## Brief
Copy out every row below with each "Target" replaced by "Object", changing nothing else, and leave out the pictures.

○ ○ ○ ○

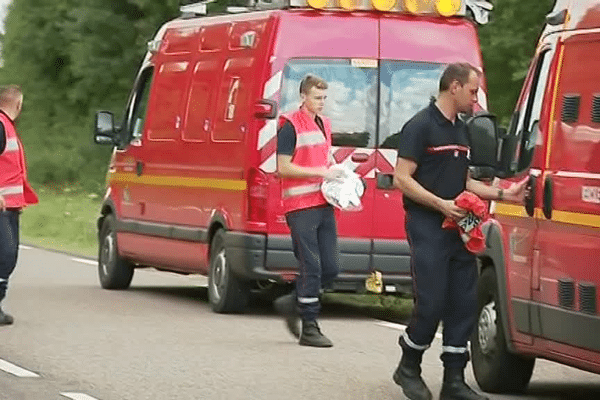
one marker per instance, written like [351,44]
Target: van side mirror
[265,109]
[105,128]
[483,138]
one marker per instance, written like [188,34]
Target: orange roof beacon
[191,185]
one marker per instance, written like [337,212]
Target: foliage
[508,44]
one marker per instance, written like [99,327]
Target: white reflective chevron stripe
[412,344]
[301,190]
[12,145]
[454,350]
[270,164]
[11,190]
[307,300]
[272,85]
[310,139]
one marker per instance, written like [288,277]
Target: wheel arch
[493,257]
[107,207]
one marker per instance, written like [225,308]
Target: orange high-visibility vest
[312,150]
[14,187]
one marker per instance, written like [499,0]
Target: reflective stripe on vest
[310,139]
[6,190]
[12,145]
[301,190]
[312,150]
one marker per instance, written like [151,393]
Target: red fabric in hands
[474,239]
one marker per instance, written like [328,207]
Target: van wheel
[496,369]
[114,271]
[226,292]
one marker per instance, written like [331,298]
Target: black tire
[226,292]
[496,369]
[114,271]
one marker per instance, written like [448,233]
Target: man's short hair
[10,94]
[310,81]
[456,72]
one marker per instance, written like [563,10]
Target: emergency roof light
[478,10]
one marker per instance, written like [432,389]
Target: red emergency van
[538,288]
[192,186]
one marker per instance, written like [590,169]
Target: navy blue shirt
[286,137]
[441,150]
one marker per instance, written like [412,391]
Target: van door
[351,105]
[405,88]
[569,234]
[520,224]
[126,193]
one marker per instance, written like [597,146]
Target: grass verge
[65,220]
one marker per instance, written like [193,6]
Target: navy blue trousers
[314,238]
[444,288]
[9,247]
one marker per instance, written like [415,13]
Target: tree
[508,44]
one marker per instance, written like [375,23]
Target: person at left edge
[15,191]
[303,158]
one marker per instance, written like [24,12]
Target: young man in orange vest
[303,157]
[15,192]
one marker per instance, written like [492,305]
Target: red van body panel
[199,160]
[547,263]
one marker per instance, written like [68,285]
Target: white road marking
[16,371]
[84,261]
[400,327]
[77,396]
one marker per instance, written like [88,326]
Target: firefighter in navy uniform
[431,171]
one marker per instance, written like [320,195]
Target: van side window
[136,114]
[406,88]
[351,103]
[527,129]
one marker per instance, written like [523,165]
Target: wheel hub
[487,328]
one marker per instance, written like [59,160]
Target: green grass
[64,220]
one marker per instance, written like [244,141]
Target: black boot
[311,335]
[287,306]
[455,388]
[408,375]
[5,319]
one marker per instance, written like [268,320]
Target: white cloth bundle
[344,192]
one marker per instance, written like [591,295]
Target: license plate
[469,222]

○ ○ ○ ○

## Answer in full
one marker per instance, written like [351,44]
Object: van side mirror
[265,109]
[105,128]
[483,138]
one marker per instance, written like [188,34]
Object: orange roof beacon
[191,185]
one marker per instance, written like [337,212]
Object: foliage
[508,44]
one marker per instance, written like [99,327]
Object: white reflective chevron stripe
[412,344]
[301,190]
[12,145]
[454,350]
[270,164]
[11,190]
[307,300]
[272,85]
[310,139]
one marker per instance, written like [288,277]
Object: wheel arch
[493,257]
[107,207]
one marker per instance, written like [225,308]
Object: orange high-visibility vest
[312,150]
[14,187]
one marker per instance, written like [499,0]
Object: reflective stripe on vest
[310,139]
[6,190]
[12,145]
[301,190]
[312,150]
one marker per instance, written like [151,393]
Object: red fabric in hands
[474,239]
one marker per instance, written like [328,207]
Object: van wheel
[496,369]
[114,271]
[226,292]
one marker per instance, written like [331,298]
Object: black tire
[226,292]
[496,369]
[114,271]
one marker per instance, written like [448,233]
Object: man's short hair
[10,94]
[310,81]
[456,72]
one marker per instance, written like [563,10]
Object: emergency roof light
[478,10]
one marker per instance, written like [432,389]
Object: red emergency van
[538,288]
[192,186]
one marker per instance, written like [590,169]
Object: navy blue shirt
[286,137]
[441,150]
one marker per instance, written like [412,391]
Object: van door
[351,105]
[405,88]
[569,234]
[520,224]
[126,193]
one marker per instance, written like [597,146]
Object: grass verge
[65,220]
one marker per instance, written like [193,6]
Object: navy blue trousers
[314,238]
[444,288]
[9,247]
one marker per instance, written like [415,13]
Object: tree
[508,44]
one marker per instance, written like [375,23]
Object: person at left edge
[15,191]
[303,158]
one marker per instance, written like [24,12]
Object: young man in orange vest
[303,157]
[15,192]
one marker per instance, written like [492,305]
Object: red van body panel
[199,160]
[547,263]
one marker per instance, written like [68,285]
Object: white road marking
[16,371]
[84,261]
[400,327]
[77,396]
one marker per instance, written like [88,326]
Object: firefighter in navy uniform
[431,171]
one marker per instance, written like [320,195]
Object: van side window
[136,114]
[406,88]
[351,103]
[527,129]
one marker per instance, written like [523,165]
Object: wheel hub
[487,328]
one marker per instance, written like [59,160]
Object: green grass
[64,220]
one marker per instance, written like [244,141]
Object: black boot
[311,335]
[287,306]
[455,388]
[408,375]
[5,319]
one marker per instance, written like [268,320]
Object: white cloth bundle
[344,192]
one marker per instance, written like [591,295]
Object: license plate
[469,222]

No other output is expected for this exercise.